◆ Record extracts:
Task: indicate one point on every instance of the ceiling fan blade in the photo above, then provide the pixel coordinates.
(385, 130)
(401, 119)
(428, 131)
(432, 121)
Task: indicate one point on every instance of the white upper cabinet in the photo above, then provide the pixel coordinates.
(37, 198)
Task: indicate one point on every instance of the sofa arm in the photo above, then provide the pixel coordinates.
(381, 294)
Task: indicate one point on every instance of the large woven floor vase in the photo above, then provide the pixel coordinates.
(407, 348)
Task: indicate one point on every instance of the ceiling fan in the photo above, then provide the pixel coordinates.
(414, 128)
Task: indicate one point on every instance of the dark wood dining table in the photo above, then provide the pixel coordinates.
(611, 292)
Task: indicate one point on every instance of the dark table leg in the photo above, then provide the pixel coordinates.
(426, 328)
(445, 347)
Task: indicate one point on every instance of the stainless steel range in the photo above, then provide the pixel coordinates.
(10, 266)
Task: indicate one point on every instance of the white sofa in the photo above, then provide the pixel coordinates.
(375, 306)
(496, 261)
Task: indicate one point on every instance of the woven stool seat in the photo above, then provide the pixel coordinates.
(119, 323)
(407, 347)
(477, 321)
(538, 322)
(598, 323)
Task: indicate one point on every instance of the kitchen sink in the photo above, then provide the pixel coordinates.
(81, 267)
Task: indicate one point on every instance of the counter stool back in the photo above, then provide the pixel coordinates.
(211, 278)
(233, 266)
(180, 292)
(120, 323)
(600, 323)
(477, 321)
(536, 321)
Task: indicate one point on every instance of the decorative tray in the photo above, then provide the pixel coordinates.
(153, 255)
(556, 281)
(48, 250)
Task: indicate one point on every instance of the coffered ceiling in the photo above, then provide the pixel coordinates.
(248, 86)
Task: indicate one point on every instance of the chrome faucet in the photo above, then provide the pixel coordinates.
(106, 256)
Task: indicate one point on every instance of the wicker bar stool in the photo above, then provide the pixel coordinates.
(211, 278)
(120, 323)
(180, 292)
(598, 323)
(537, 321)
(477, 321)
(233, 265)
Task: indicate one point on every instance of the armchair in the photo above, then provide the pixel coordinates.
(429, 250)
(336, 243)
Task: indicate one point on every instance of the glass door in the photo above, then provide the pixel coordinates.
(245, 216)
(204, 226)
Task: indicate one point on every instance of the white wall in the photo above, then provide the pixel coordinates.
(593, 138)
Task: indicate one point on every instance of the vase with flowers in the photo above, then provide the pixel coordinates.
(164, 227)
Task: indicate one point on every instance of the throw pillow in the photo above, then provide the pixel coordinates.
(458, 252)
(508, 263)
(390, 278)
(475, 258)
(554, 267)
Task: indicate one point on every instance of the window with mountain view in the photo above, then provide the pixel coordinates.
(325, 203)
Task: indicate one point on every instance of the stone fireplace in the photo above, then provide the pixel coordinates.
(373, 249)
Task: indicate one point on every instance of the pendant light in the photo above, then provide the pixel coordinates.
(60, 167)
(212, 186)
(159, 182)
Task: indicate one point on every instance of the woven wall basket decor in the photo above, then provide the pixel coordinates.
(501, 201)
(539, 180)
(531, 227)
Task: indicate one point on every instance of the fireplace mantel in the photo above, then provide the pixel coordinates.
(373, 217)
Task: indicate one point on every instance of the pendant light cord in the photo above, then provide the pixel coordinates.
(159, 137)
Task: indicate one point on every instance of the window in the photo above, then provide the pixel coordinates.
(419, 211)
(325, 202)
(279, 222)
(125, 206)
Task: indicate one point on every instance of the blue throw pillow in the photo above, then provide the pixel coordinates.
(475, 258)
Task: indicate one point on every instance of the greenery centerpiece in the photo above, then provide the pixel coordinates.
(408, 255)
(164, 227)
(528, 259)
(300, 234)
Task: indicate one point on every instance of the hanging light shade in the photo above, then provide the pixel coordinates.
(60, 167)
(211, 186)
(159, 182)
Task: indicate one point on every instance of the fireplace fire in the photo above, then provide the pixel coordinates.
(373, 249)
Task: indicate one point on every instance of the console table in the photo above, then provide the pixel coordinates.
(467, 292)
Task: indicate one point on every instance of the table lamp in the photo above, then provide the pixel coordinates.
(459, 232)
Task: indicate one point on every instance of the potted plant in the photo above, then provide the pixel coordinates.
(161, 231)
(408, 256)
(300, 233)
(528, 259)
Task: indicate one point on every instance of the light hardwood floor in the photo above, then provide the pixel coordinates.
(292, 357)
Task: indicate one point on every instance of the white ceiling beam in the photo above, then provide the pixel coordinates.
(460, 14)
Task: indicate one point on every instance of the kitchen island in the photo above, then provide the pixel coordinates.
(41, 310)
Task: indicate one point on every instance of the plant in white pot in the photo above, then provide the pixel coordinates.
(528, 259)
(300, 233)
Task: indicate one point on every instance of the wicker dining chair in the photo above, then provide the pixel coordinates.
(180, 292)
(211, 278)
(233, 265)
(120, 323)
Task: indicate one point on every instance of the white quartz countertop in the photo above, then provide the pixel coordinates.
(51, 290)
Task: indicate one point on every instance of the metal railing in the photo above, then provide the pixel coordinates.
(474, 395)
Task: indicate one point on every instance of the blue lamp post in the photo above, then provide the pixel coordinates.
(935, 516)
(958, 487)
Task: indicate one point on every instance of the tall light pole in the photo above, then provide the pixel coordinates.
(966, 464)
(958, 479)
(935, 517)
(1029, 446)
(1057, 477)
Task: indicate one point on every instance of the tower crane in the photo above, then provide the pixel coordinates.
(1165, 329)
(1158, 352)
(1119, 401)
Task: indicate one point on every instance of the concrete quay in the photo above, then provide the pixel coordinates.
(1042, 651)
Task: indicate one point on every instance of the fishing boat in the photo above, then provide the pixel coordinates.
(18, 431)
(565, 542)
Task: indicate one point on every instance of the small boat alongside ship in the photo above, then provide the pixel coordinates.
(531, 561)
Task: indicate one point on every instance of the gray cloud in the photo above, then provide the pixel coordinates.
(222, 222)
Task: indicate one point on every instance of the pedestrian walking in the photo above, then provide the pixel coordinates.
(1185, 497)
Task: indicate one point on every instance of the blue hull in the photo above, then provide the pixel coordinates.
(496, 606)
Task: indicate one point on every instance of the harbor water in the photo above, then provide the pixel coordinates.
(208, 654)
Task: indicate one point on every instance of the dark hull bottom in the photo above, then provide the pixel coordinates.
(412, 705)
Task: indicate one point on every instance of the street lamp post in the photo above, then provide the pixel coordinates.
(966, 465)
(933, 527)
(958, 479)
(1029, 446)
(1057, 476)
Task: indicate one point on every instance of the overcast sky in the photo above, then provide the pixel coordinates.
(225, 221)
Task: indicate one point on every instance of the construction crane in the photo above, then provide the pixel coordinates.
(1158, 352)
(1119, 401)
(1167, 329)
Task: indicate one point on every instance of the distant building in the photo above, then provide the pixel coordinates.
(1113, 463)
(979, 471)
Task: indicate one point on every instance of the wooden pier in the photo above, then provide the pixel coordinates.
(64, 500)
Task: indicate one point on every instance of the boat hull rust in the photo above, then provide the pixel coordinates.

◆ What is expected:
Rewrite everything from the item line containing "Task: indicate one point on every instance of the wooden" down to the end of the items, keeping every request line. Scale each point coordinate in the answers by 2.55 and round to whole numbers, with halves rounded up.

◆ Exercise response:
Task: indicate one point on every instance of the wooden pier in the photo above, then provide the pixel coordinates.
(163, 1275)
Task: indicate one point on every instance of the boat hull rust in the photo above, then provide the pixel coordinates.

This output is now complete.